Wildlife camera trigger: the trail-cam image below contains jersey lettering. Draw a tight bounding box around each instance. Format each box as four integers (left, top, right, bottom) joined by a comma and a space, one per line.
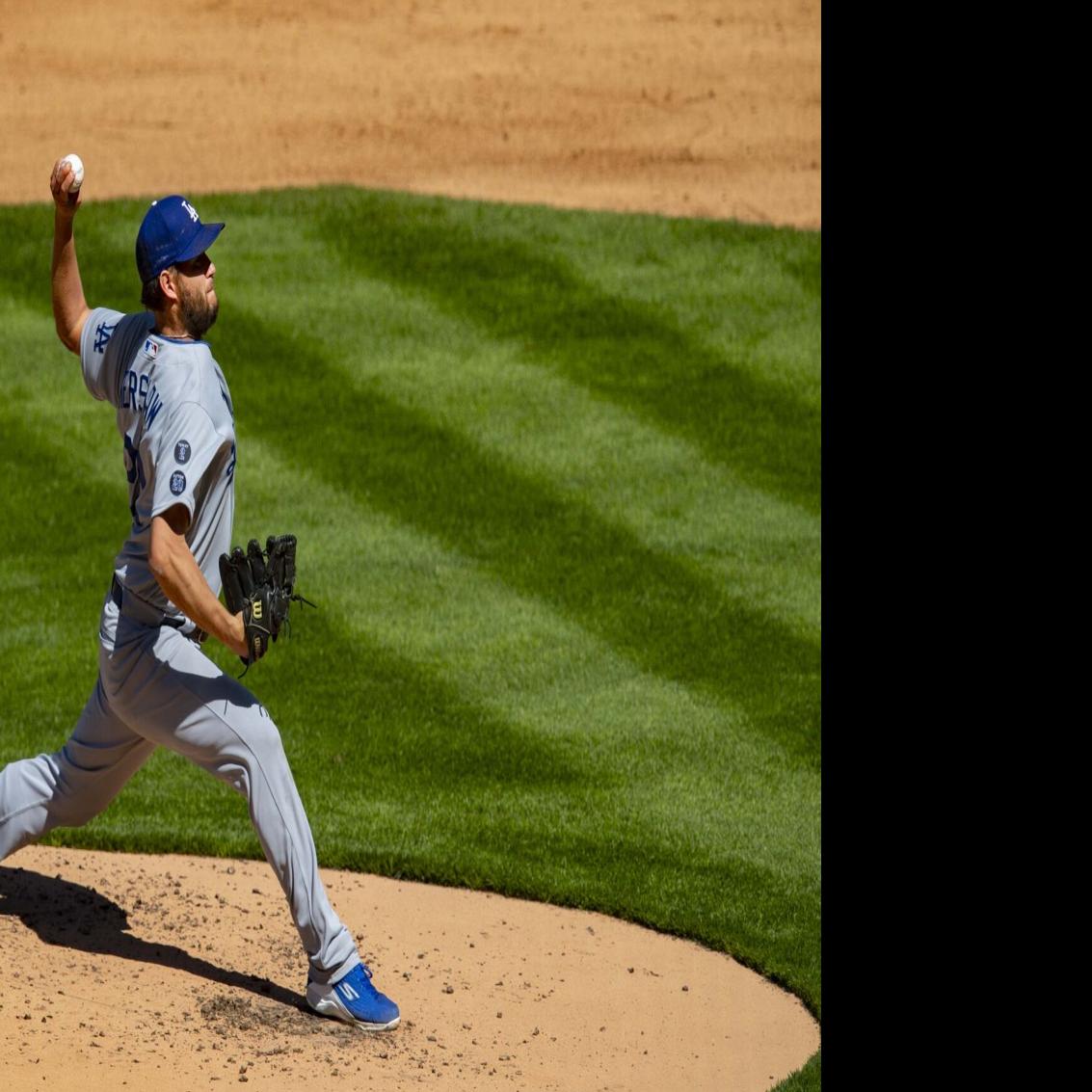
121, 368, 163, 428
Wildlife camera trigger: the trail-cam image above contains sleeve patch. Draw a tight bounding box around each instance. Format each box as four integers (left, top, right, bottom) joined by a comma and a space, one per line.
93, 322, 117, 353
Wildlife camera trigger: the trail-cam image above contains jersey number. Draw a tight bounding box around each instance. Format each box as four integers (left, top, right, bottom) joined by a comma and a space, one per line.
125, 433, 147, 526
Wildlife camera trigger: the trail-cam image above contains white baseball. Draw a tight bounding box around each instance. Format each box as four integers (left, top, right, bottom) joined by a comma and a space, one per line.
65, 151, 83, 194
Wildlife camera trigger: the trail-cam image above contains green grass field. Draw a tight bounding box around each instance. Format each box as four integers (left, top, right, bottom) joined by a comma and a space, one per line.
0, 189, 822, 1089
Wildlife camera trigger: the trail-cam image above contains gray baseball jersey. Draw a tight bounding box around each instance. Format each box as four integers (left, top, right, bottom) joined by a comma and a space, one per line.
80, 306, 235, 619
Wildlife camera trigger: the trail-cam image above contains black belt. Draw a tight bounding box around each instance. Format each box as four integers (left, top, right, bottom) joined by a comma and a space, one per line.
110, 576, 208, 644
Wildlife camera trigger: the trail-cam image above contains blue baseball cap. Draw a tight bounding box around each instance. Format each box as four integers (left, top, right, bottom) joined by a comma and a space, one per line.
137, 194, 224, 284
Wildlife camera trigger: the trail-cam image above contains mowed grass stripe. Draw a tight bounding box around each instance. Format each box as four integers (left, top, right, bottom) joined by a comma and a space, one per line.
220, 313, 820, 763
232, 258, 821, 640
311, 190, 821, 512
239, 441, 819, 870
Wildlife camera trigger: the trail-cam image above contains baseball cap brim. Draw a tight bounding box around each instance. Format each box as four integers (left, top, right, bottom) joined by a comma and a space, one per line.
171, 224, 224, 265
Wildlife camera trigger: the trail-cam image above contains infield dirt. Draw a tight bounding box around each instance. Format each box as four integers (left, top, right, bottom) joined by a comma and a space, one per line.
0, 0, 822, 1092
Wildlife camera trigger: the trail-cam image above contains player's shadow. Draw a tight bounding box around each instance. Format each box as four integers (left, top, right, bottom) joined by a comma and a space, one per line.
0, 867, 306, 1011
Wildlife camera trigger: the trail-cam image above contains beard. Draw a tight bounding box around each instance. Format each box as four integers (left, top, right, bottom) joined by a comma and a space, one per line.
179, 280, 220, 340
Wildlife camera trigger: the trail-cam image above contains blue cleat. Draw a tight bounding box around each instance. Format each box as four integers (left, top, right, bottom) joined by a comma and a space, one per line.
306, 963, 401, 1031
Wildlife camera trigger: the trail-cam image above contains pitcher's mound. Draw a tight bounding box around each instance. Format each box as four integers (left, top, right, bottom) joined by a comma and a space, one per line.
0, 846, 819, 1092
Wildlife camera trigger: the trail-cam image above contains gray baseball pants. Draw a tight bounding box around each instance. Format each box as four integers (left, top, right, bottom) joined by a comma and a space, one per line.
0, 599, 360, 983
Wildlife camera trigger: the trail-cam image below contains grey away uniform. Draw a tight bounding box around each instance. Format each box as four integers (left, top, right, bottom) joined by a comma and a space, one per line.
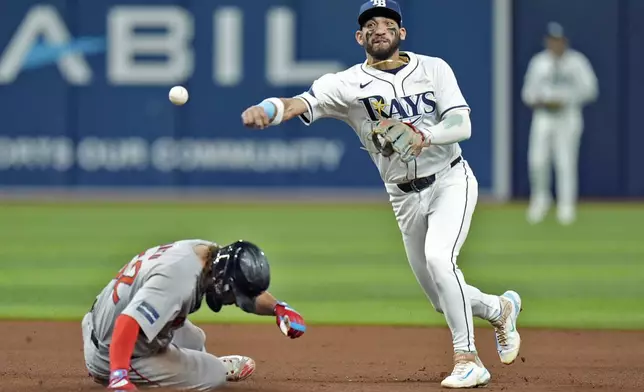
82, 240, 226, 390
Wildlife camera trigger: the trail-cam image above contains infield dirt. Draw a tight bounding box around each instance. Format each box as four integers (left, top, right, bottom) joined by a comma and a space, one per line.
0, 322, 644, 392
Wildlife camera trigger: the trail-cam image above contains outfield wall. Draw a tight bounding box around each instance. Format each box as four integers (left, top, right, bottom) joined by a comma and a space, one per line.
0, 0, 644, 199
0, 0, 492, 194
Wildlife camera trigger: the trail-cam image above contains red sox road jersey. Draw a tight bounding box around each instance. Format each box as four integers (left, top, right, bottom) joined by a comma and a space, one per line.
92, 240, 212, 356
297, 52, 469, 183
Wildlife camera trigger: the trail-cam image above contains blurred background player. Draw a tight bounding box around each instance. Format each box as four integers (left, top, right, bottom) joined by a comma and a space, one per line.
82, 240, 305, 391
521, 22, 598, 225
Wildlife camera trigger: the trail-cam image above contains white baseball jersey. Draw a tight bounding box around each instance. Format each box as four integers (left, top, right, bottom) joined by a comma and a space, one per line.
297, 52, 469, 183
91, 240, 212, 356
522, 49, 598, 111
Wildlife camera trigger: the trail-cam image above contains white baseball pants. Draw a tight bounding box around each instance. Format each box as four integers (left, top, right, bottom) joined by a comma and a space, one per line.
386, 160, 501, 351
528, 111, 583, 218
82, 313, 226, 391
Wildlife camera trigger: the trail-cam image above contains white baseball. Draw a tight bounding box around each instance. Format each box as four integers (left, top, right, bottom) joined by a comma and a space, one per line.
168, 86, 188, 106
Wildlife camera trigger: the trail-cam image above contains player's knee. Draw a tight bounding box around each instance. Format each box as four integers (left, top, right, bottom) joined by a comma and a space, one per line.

==============================

■ Objective:
Can you arrange every line of the listing above as a numbered list, skipping any blank lines and leaving the pictures out?

■ Answer in full:
1. Wildlife camera trigger: the trail-cam image below contains jersey lettering. Draw a tight bounding box around each instance. Format each box as four integers (left, top, right, bottom) joined by a comma and a space, one per line.
2. 121, 368, 163, 428
3. Wildlife camera trigger: the trail-cam image above contains sleeve patch. Draw a tight bounding box around each instance. Format each box as four integers (left, top, right, bottom) joined by a comma and a space, one per line.
4. 93, 322, 117, 353
5. Wildlife camera trigger: the trail-cam image above contains jersey number. Draw a tight bounding box around each instance. Format each box as four integers (left, top, right, bottom) joined by a comma and a space, one per line.
6. 125, 433, 147, 526
7. Wildlife camera trigger: the trail-cam image above contains white baseball. Draw a tight bounding box around each instance. Format each box as four integers (left, top, right, bottom) joined by a comma and a space, one per line.
8. 65, 151, 83, 194
9. Wildlife camera trigger: the trail-cam image above contains green grass field. Draw a tight bounding box around each instance. Format each box as four integers (left, top, right, bottom) joined by a comma and a space, one per line.
10. 0, 189, 822, 1089
11. Wildlife camera trigger: the trail-cam image above contains gray baseball jersey. Draw a tight bounding box around each instance. Format each box as four integers (left, top, right, bottom) joined by a comma and a space, one per line.
12. 80, 306, 235, 619
13. Wildlife camera trigger: the trail-cam image above contains black belt. Draw a tight bounding box around each instance. Format each box as four integers (left, top, right, bottom) joined by a comma and a space, one per line.
14. 110, 576, 208, 644
15. Wildlife camera trigger: the trail-cam image above contains blue baseball cap. Draw a tight bounding box around each instance. Format each box as four integers (left, top, right, bottom) joined by a comma and a space, one per line.
16. 137, 194, 224, 284
17. Wildlife camera trigger: the trail-cam image above contains mowed grass stripe. Draw a tight bounding box around each instance. Format each box as four integers (left, top, right, bottom) joined by a comma and a space, one per line.
18. 220, 313, 820, 763
19. 232, 258, 821, 640
20. 311, 190, 821, 512
21. 239, 441, 819, 870
22. Wildlife camera trigger: the trail-cam image above contains baseball cap brim. Draw a tight bounding box around each instance. Format each box as four integers (left, top, right, bottom) joined by a comma and a space, one per line.
23. 171, 224, 224, 265
24. Wildlife camera trigger: the trail-cam image above contains infield dirt. Draw a tight bounding box around each instance. Format each box as four integers (left, top, right, bottom) joined by a comma and a space, one per line.
25. 0, 0, 822, 1092
26. Wildlife camera trigger: the trail-cam image above contains player's shadow. Draw a tight bounding box around each instance. Format each box as four integers (left, top, right, bottom) joined by a comma and a space, one per line.
27. 0, 867, 306, 1011
28. Wildlife camera trigger: the trail-cam image above contains beard. Draw a tight bounding box around each instance. Format each box as four integers (left, top, right, bottom) joined by a comma and a space, one per line.
29. 179, 280, 220, 340
30. Wildlife camera trigger: the trail-cam image above contains blue cleat. Draw a tight bounding box around each instance. Format each box as four integers (left, top, right, bottom) joined by a comma and a space, one per line.
31. 306, 963, 401, 1031
32. Wildlife camera trigger: the trail-cam image above contains pitcher's mound. Draw a tight bounding box around each instance. Format each box as four integers (left, top, right, bottom) joined by a comma and a space, one per line.
33. 0, 846, 819, 1092
34. Wildlife camera trigger: the trail-cam image above contains gray baseball pants. Draw a tight bounding box around each instance. Format each box as four integers (left, top, right, bottom) joined by a comma and a space, one per line.
35. 0, 599, 360, 983
36. Wildlife camera trigger: the trail-cam image below contains grey away uniform. Draw a tight bounding box around each instance. Format each box as four integers (left, top, right, bottom) joined by a comma and a space, one per line.
37. 82, 240, 226, 390
38. Wildlife camera trigger: the trail-cam image above contains infield dirt. Draw a tight bounding box around each instance. Format each box as four integers (left, top, right, bottom) joined by a comma and a space, one per line.
39. 0, 322, 644, 392
40. Wildlife camera trigger: the trail-cam image above contains outfield wall. Draw a tight bounding box around each instance. Format each box as four integers (left, top, right, bottom) joined by a comma and a space, one per line.
41. 0, 0, 644, 199
42. 0, 0, 492, 194
43. Wildlife camera trigger: the trail-cam image above contains red sox road jersey. Draw a tight bounding box around each instance. Format each box as four integers (left, top, right, bottom) joined by a comma and a space, one per line.
44. 92, 240, 212, 356
45. 297, 52, 469, 183
46. Wildlife camera trigger: the trail-cam image above contains blurred background player. Draw a tight bounding box around each instance. Format each box as four integers (left, top, right, bottom) joined by a comma and a space, one per line.
47. 82, 240, 305, 391
48. 521, 22, 598, 225
49. Wildlife camera trigger: the trail-cam image above contains white baseball jersey. Draw a tight bounding box around each instance. Format each box as four integers (left, top, right, bottom) joined by a comma and a space, one per line.
50. 297, 52, 469, 183
51. 91, 240, 212, 356
52. 522, 49, 598, 111
53. Wildlife camera trigger: the trail-cam image above contains white baseball pants. Draw a tight bounding box around each instance. Format each box as four integers (left, top, right, bottom) joined by a comma and a space, one per line.
54. 386, 160, 501, 351
55. 528, 111, 583, 218
56. 82, 313, 226, 391
57. Wildlife camera trigger: the trail-cam image above contains white baseball. Draw a tight bounding box around each instance. Format each box as four integers (left, top, right, bottom) joined by a comma and a space, one per line.
58. 168, 86, 188, 106
59. Wildlife camera trigger: the trail-cam image above contains player's knee. Draw a tight bounding box around each instance. Format each box as four integers (left, top, right, bottom) joined by a comma and a space, one per line.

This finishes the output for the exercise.